Leaving the pictures aside, return all of the data below exactly.

----- GIVEN RECORDS -----

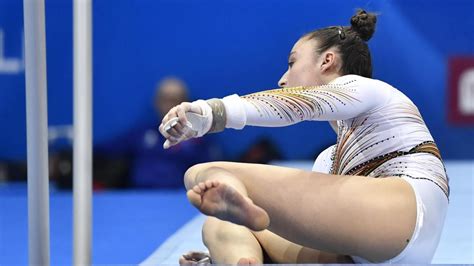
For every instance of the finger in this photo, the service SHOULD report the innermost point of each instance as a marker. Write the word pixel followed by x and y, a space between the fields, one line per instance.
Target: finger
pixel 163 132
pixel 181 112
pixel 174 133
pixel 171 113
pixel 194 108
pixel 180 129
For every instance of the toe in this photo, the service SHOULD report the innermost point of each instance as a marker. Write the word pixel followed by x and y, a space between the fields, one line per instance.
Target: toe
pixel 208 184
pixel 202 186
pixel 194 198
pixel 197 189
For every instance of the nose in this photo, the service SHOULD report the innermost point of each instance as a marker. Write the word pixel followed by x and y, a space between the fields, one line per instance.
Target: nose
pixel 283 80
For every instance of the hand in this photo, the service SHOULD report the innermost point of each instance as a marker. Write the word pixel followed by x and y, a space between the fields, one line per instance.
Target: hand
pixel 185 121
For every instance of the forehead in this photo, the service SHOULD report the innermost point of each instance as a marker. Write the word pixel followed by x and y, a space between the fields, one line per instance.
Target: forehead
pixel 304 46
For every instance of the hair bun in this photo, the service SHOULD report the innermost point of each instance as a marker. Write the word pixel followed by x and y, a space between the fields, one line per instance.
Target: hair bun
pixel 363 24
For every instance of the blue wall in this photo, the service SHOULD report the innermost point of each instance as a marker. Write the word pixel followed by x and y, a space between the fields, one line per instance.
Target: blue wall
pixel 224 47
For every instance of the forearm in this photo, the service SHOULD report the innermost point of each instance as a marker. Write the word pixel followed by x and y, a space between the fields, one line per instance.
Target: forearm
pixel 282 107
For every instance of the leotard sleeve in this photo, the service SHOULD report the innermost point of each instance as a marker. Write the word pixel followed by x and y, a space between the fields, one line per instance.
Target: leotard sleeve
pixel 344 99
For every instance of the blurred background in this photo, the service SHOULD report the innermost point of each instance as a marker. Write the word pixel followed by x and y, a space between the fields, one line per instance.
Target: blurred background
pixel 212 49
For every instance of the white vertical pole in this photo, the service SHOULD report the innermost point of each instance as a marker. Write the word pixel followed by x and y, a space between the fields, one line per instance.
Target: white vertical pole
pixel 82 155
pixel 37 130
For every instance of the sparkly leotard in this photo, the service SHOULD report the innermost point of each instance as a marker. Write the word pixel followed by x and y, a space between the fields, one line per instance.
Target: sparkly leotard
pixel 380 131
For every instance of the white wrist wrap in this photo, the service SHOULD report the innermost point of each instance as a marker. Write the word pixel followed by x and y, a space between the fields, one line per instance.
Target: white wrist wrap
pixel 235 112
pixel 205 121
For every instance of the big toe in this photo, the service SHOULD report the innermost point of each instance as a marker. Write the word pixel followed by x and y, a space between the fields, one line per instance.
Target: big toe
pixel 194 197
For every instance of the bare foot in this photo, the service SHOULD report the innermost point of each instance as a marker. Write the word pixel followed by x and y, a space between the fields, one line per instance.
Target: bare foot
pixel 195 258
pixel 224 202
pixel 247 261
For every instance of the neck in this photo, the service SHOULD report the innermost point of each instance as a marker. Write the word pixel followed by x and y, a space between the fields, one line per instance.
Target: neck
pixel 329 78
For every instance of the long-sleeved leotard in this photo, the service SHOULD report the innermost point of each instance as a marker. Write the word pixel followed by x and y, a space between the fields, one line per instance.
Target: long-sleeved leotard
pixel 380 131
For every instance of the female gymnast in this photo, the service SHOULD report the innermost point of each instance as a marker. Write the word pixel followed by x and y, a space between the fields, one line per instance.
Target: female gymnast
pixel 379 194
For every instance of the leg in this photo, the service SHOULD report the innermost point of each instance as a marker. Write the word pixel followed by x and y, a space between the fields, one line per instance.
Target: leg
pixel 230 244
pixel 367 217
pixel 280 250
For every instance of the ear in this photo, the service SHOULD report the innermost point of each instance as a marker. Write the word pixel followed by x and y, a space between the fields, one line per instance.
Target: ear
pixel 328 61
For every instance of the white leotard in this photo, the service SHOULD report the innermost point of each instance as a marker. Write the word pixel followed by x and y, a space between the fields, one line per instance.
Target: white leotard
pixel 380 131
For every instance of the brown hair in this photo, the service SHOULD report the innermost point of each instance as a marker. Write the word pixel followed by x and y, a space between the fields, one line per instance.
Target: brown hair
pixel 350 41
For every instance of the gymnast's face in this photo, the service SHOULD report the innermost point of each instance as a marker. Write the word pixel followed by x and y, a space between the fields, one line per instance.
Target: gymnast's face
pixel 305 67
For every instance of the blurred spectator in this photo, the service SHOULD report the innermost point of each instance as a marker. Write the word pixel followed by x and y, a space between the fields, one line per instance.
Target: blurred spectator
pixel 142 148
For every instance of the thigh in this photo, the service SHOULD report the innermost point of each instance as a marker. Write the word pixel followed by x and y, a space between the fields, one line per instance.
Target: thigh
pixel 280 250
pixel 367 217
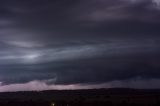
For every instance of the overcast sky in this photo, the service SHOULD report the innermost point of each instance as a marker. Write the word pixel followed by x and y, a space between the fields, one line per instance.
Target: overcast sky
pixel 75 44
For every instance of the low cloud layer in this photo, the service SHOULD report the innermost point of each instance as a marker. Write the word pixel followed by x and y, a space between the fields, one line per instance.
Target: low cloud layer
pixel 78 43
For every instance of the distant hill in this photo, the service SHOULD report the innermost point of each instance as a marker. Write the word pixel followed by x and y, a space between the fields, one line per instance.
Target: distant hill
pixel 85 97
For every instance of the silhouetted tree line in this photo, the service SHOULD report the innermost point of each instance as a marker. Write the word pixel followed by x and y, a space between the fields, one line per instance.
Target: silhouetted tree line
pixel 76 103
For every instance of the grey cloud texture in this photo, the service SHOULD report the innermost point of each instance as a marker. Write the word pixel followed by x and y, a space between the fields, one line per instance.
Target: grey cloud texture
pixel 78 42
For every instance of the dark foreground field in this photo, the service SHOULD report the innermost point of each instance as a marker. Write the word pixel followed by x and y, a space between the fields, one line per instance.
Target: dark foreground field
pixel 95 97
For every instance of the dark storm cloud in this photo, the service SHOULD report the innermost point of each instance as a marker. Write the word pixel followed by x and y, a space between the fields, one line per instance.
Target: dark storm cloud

-----

SOLUTION FOR THIS EXERCISE:
For every instance of the finger in this photo, the service SHOULD report the innermost point of each instance as a marker. Write the word pixel followed by x and y, a space between the fields, one line per instance.
Target: finger
pixel 163 132
pixel 181 112
pixel 174 133
pixel 171 113
pixel 194 108
pixel 180 129
For every instance of the toe in this photo, the service SHOULD report the innermost point of each instance as a marker. Write the word pixel followed by x and y, a space between the fields, one line per instance.
Target: toe
pixel 208 184
pixel 202 186
pixel 194 198
pixel 197 189
For every instance of the nose in this photo, the service SHOULD report the innermost point of each instance as a marker. Write the word pixel followed by x and y, a space between the fields, one line per instance.
Target: nose
pixel 283 80
For every instance of the hand in this photo, the service SHOULD report the innermost point of each instance as a marker. Write the word pixel followed by x and y, a space between the fields, one line per instance.
Target: hand
pixel 185 121
For every instance of the forehead in this photo, the service SHOULD report the innermost point of each instance as a marker. Write the word pixel followed by x and y, a space between the fields, one line per instance.
Target: forehead
pixel 304 46
For every instance of the hair bun in this photo, the service SHOULD report the innermost point of each instance as a marker. Write the word pixel followed by x and y, a space between the fields, one line per instance.
Target: hair bun
pixel 363 24
For every instance of the blue wall in this photo, the service SHOULD report the innermost point of each instance as a marker. Write the word pixel followed by x and y, a space between the fields, one line per instance.
Target: blue wall
pixel 224 47
For every instance of the forearm in this photo, the service SHOULD report the innermost point of each instance as a marker. Write the word pixel followed by x and y, a space between the fields, one line per instance.
Target: forearm
pixel 282 107
For every instance of the leotard sleeve in this photo, the service SHOULD report the innermost point of each instance as a marker. Write the word pixel followed by x and y, a space between the fields, one line per instance.
Target: leotard sleeve
pixel 344 99
For every instance of the blurred background in this photo, the service SHOULD report the innermost point of each instance as a marker. Write the word pixel followed by x and y, a space between the fields, one line per instance.
Target: blurred background
pixel 212 49
For every instance of the white vertical pole in this photo, the service SHOULD report the innermost point of each instance as a marker. Write the word pixel followed by x and y, a space between the fields, one line per instance.
Target: white vertical pole
pixel 82 155
pixel 37 130
For every instance of the sparkly leotard in this photo, the service SHOULD report the innermost point of each instance as a marker. Write the word pixel followed by x and y, a space between the fields, one line per instance.
Target: sparkly leotard
pixel 380 131
For every instance of the white wrist wrap in this photo, the service SHOULD report the innermost point of each instance as a marker. Write the word pixel followed by x and y, a space between the fields, one line per instance.
Target: white wrist wrap
pixel 235 112
pixel 205 121
For every instance of the big toe in this photo, the service SHOULD report the innermost point of each instance as a marker. Write the word pixel followed by x and y, a space between the fields, one line per instance.
Target: big toe
pixel 194 197
For every instance of the bare foot in this photo, the service SHOULD report the innermost point of each instance as a marker. Write the word pixel followed by x and y, a space between the fields, one line per instance.
Target: bare foot
pixel 195 258
pixel 224 202
pixel 247 261
For every instance of the neck in this photo, the service SHOULD report the innermost point of each instance as a marker. Write the word pixel followed by x and y, a space between the fields, one line per instance.
Target: neck
pixel 329 78
For every instance of the long-sleeved leotard in this photo, the service SHOULD report the innermost point of each instance as a marker. Write the word pixel followed by x and y, a space between the fields, one line per instance.
Target: long-sleeved leotard
pixel 380 131
For every instance of the female gymnast in this photo, the service SHOULD report the innermost point of each instance as a marker. Write the word pixel followed by x and y, a space between the fields, one line per instance.
Target: female gymnast
pixel 379 194
For every instance of the leg in this photo, the service SHOULD report the innermost point of each instance as a marker. Write the word pixel followed by x and y, a space between the fields, one line per instance.
Target: leg
pixel 230 244
pixel 367 217
pixel 280 250
For every instance of the ear in this photo, the service SHOULD report the innermost point of each instance as a marker. Write the word pixel followed by x and y, a space between the fields, one line per instance.
Target: ear
pixel 328 61
For every instance of the white leotard in this photo, the service SHOULD report the innermost point of each instance as a marker. Write the word pixel followed by x and y, a space between the fields, one line per instance.
Target: white leotard
pixel 380 131
For every instance of the brown hair in this photo, the service SHOULD report the innermost point of each instance as a marker. Write the word pixel followed by x and y, a space between the fields, one line per instance.
Target: brown hair
pixel 350 41
For every instance of the gymnast's face in this photo, the service SHOULD report the innermost point of each instance as a marker. Write the word pixel followed by x and y, a space between the fields, one line per instance.
Target: gymnast's face
pixel 305 67
For every instance of the blurred spectator in this photo, the service SHOULD report the innermost point of each instance as a marker. Write the word pixel followed by x and y, a space between the fields, one line per instance.
Target: blurred spectator
pixel 142 148
For every instance of the thigh in this photo, the service SHOULD report the innermost point of each instance as a marker. Write the word pixel followed by x and y, a space between the fields, one line per instance.
Target: thigh
pixel 280 250
pixel 367 217
For every instance of the overcast sky in this photo, the service SHOULD report the innermost point of each instance as a marker. Write the word pixel followed by x and y, a space between the fields, one line per instance.
Target: overcast sky
pixel 75 44
For every instance of the low cloud layer in this photo, the service SHOULD report the innermost point of each instance as a marker. Write the word pixel followed by x and y, a space between the fields, one line per instance.
Target: low cloud layer
pixel 78 43
For every instance of the distant hill in this photo, the service SHOULD report the innermost point of each instance as a marker. Write the word pixel followed by x and y, a space between the fields, one line per instance.
Target: distant hill
pixel 85 97
For every instance of the silhouetted tree line in this photo, the service SHOULD report the innermost point of each instance as a marker. Write the word pixel followed by x and y, a space between the fields, one line per instance.
Target: silhouetted tree line
pixel 76 103
For every instance of the grey cloud texture in this photo, the service SHOULD report the innermost point of each instance as a marker. Write the word pixel followed by x and y, a space between the fields, one line per instance.
Target: grey cloud texture
pixel 78 42
For every instance of the dark foreground field in this photo, the service SHOULD report the innermost point of each instance as a marker. Write the word pixel followed by x and y, a space between the fields, one line per instance.
Target: dark foreground field
pixel 95 97
For every instance of the dark storm cloud in this photo, the service SHOULD report the innermost point of each instance as a marker. Write the word pixel followed by x and y, a space between the fields, one line per instance.
Target: dark storm cloud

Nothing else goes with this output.